• **TEXT BLOCK**
This graphic gives a good picture of Ohio's foreclosure problem, and serves as marching orders for why Governor Ted Strickland's Foreclosure Prevention Task Force may be the first surge in a calvary needed to manage the current situation and set in place laws or regulations to prevent the next debacle from happening.

GOV. STRICKLAND, COMMERCE DIRECTOR ZURZ RIDE TO THE RESCUE

This article in The Columbus Dispatch covers the core of a developing plan to educate home buyers about the deals they sign on to, enlist the help of neighborhood housing groups to turn a hard landing into a soft one and to provide state funding to fuel the recommendations that will be put before Ohio lawmakers. The group's chairwoman, Kimberly Zurz, a former state senator from Northeast Ohio Strickland tapped to lead the Ohio Department of Commerce, the agency overseeing Strickland's task force, said her group's recommendations will likely be ready for release at the end of August.

A Strickland spokesman said the governor, from what he knows of the work so far, "is very pleased," and will give the group's recommendations to the Ohio General Assembly when he has finished reviewing it so it can hold hearings, according to the Dispatch article.

THE FORECLOSURE PREVENTION TASK FORCE'S RECOMMENDATIONS

-- Using $10 million in state, local and federal funds each year to pay for housing and financial counseling programs and mortgage-payment assistance programs for people at risk of foreclosure. About $2 million of that would go to the Ohio Housing Trust Fund, which gives money to community organizations that help low-income Ohioans with home repair, rental assistance and counseling.

-- Expanding an Ohio Housing Finance Agency program that helps people with adjustable-rate loans refinance into low-interest, fixed-rate 30-year mortgages. It isn't yet clear how much or where the money would come from. The agency already plans to issue about $500 million worth of bonds this year to fund the loans. The agency also would be allowed to channel $1 million into a program allowing nonprofits to buy foreclosed homes and rent them back to the former owners.

• **DATA RECORDS**
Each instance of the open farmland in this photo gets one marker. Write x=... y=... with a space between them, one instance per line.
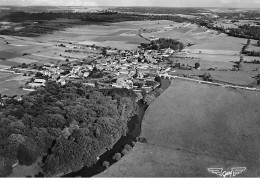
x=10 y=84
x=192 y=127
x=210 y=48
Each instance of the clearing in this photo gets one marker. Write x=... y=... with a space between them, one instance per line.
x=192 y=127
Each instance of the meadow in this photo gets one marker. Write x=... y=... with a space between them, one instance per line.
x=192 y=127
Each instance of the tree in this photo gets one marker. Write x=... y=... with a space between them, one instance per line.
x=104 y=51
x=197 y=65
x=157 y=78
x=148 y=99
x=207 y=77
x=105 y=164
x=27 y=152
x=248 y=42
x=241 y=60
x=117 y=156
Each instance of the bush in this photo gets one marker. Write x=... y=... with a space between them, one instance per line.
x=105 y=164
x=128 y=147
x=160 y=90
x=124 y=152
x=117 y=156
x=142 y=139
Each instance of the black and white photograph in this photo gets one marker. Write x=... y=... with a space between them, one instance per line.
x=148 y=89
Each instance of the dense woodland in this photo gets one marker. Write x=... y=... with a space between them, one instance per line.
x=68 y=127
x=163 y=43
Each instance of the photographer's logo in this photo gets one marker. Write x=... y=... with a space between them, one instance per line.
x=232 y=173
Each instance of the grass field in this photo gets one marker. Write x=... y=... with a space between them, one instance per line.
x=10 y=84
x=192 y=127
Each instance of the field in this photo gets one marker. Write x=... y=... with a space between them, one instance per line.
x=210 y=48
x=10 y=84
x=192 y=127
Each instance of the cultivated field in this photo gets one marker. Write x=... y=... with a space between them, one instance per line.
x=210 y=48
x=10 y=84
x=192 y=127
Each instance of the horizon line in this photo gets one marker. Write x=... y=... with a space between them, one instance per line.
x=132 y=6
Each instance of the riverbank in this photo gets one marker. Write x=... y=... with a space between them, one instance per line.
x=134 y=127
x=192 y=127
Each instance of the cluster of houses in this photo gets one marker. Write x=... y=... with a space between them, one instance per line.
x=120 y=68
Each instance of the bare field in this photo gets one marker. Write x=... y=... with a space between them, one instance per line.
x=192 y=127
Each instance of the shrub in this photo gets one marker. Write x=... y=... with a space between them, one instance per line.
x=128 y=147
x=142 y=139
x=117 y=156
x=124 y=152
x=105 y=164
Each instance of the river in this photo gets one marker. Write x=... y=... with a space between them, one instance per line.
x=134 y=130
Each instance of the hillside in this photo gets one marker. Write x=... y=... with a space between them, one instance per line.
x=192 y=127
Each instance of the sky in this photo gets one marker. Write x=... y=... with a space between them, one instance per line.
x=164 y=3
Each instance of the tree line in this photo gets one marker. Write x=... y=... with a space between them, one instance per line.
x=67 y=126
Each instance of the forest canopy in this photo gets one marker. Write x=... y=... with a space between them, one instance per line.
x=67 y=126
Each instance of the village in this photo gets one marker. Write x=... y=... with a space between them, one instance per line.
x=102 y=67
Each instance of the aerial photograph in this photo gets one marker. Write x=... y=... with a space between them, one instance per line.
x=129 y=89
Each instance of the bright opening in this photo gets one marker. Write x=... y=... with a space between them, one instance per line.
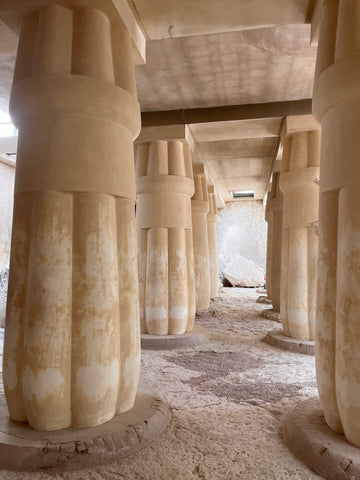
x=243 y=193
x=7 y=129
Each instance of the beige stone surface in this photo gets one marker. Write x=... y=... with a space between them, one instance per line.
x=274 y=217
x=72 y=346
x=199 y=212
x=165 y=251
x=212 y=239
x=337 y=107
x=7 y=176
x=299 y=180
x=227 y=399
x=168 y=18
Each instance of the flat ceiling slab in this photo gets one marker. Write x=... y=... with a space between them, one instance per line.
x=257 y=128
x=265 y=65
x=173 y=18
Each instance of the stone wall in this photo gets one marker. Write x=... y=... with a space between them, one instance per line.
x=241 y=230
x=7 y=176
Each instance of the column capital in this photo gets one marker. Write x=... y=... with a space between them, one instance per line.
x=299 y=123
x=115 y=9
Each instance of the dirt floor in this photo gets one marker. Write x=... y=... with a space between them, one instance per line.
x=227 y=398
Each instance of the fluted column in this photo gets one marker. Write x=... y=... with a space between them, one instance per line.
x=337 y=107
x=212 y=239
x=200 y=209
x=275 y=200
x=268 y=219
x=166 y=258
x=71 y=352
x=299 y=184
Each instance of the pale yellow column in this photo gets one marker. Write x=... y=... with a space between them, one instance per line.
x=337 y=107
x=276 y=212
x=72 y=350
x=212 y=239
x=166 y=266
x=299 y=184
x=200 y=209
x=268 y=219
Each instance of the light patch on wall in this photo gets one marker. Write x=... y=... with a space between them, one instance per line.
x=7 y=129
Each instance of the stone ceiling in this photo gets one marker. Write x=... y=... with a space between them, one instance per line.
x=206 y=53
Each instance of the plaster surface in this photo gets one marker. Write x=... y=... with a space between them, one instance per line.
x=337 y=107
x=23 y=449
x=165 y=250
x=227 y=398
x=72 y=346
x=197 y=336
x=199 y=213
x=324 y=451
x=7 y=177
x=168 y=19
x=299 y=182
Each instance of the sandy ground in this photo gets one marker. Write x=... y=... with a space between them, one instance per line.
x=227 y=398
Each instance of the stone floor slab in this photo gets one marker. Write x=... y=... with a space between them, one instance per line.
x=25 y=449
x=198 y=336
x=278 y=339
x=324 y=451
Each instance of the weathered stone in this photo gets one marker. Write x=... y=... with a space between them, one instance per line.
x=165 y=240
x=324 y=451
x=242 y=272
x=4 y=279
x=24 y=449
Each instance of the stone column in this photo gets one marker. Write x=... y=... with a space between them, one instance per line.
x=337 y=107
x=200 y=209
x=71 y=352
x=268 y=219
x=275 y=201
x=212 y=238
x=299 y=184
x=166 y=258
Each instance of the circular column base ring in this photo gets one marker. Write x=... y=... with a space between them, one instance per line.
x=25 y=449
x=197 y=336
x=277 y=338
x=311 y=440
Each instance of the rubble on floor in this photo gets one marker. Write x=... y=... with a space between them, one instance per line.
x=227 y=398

• **EXERCISE**
Can you quote the Ohio foreclosure text word for word, starting at "GOV. STRICKLAND, COMMERCE" and ending at "end of August."?

• **COMPLETED TASK**
GOV. STRICKLAND, COMMERCE DIRECTOR ZURZ RIDE TO THE RESCUE

This article in The Columbus Dispatch covers the core of a developing plan to educate home buyers about the deals they sign on to, enlist the help of neighborhood housing groups to turn a hard landing into a soft one and to provide state funding to fuel the recommendations that will be put before Ohio lawmakers. The group's chairwoman, Kimberly Zurz, a former state senator from Northeast Ohio Strickland tapped to lead the Ohio Department of Commerce, the agency overseeing Strickland's task force, said her group's recommendations will likely be ready for release at the end of August.